What do the IALSS results tell us about literacy in Canada?
According to the IALSS low literacy levels are prevalent across the country and are undermining the potential of our people, our communities, and our economy. Nationally 15% of Canadians or 3.2 million people aged 16 to 65 do not read English or French well. An additional 27% or 5.8 million people do not have the literacy skills necessary to fully benefit from and contribute to the economic and social development of their communities.
- Half of the Canadian population has some literacy and/or numeracy difficulty, falling in the level 1 to 3. Many of these people function quite well in their own context but the low literacy skills really limit their options.
- Most of the skill loss has occurred in lower skilled males who have jobs and the research shows that the role of employers in literacy loss is significant. All employers need to find ways to get employees to use their skills - or loose them.
- The percentage of people at level 1 drags a country's growth down significantly. It is estimated that by raising literacy scores by 1 per cent relative to the national average, a 2.5% increase in labour productivity and a 1.5% rise in output per person can be generated. This would produce three times as great a result as an investment in physical capital.

__INFORMATION SUPPLIED__

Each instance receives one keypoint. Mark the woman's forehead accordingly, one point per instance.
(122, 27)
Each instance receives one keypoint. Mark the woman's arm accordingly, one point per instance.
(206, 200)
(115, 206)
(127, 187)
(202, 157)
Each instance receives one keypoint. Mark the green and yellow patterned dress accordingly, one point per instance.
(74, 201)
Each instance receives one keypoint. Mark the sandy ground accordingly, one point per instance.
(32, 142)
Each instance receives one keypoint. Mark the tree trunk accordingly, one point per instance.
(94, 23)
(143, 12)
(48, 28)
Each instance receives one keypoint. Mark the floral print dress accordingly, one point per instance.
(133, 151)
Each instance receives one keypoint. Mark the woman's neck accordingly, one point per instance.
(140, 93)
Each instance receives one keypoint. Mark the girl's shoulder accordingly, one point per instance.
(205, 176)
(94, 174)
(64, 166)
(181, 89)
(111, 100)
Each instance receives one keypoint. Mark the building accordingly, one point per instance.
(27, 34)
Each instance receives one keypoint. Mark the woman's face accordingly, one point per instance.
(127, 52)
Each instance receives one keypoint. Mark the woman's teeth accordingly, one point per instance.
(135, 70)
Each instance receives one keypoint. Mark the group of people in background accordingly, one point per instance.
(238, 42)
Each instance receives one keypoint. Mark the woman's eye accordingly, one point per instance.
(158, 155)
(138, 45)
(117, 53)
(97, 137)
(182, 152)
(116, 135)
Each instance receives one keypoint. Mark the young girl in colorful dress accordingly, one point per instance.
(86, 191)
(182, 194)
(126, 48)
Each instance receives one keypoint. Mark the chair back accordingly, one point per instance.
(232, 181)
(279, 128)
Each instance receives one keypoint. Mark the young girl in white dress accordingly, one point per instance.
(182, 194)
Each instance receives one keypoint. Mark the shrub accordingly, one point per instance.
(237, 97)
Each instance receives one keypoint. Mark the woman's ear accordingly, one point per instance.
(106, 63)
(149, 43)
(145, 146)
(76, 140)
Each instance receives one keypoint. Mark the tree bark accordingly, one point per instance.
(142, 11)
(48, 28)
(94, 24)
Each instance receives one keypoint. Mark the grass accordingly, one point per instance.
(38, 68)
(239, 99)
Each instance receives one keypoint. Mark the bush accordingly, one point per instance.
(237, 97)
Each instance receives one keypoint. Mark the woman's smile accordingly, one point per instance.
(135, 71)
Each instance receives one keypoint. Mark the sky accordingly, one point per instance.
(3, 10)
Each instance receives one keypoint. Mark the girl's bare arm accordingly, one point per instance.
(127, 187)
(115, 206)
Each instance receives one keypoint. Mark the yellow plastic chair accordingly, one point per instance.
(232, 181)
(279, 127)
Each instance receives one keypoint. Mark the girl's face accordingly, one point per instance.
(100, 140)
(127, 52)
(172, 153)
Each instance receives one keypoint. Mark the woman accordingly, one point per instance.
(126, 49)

__TASKS FOR THIS EXERCISE__
1. Do the following statements agree with the Canadian literacy text above? Answer yes or no for each and quote the deciding words from the text.
(a) 15% of Canadians aged 16 to 65 do not read English or French well.
(b) Most of the skill loss has occurred in highly skilled women.
(c) Raising literacy scores is estimated to give a smaller result than investing in physical capital.
2. According to the Canadian literacy text, how many additional people lack the literacy skills needed to fully benefit from and contribute to the economic and social development of their communities?
3. Write out the Canadian literacy text from "What do the" up to and including "limit their options.".

__ANSWERS BY TASK__
1.
(a) Yes: "Nationally 15% of Canadians or 3.2 million people aged 16 to 65 do not read English or French well."
(b) No: "Most of the skill loss has occurred in lower skilled males who have jobs"
(c) No: "This would produce three times as great a result as an investment in physical capital."

2. An additional 5.8 million people, or 27%.

3.
What do the IALSS results tell us about literacy in Canada?
According to the IALSS low literacy levels are prevalent across the country and are undermining the potential of our people, our communities, and our economy. Nationally 15% of Canadians or 3.2 million people aged 16 to 65 do not read English or French well. An additional 27% or 5.8 million people do not have the literacy skills necessary to fully benefit from and contribute to the economic and social development of their communities.
- Half of the Canadian population has some literacy and/or numeracy difficulty, falling in the level 1 to 3. Many of these people function quite well in their own context but the low literacy skills really limit their options.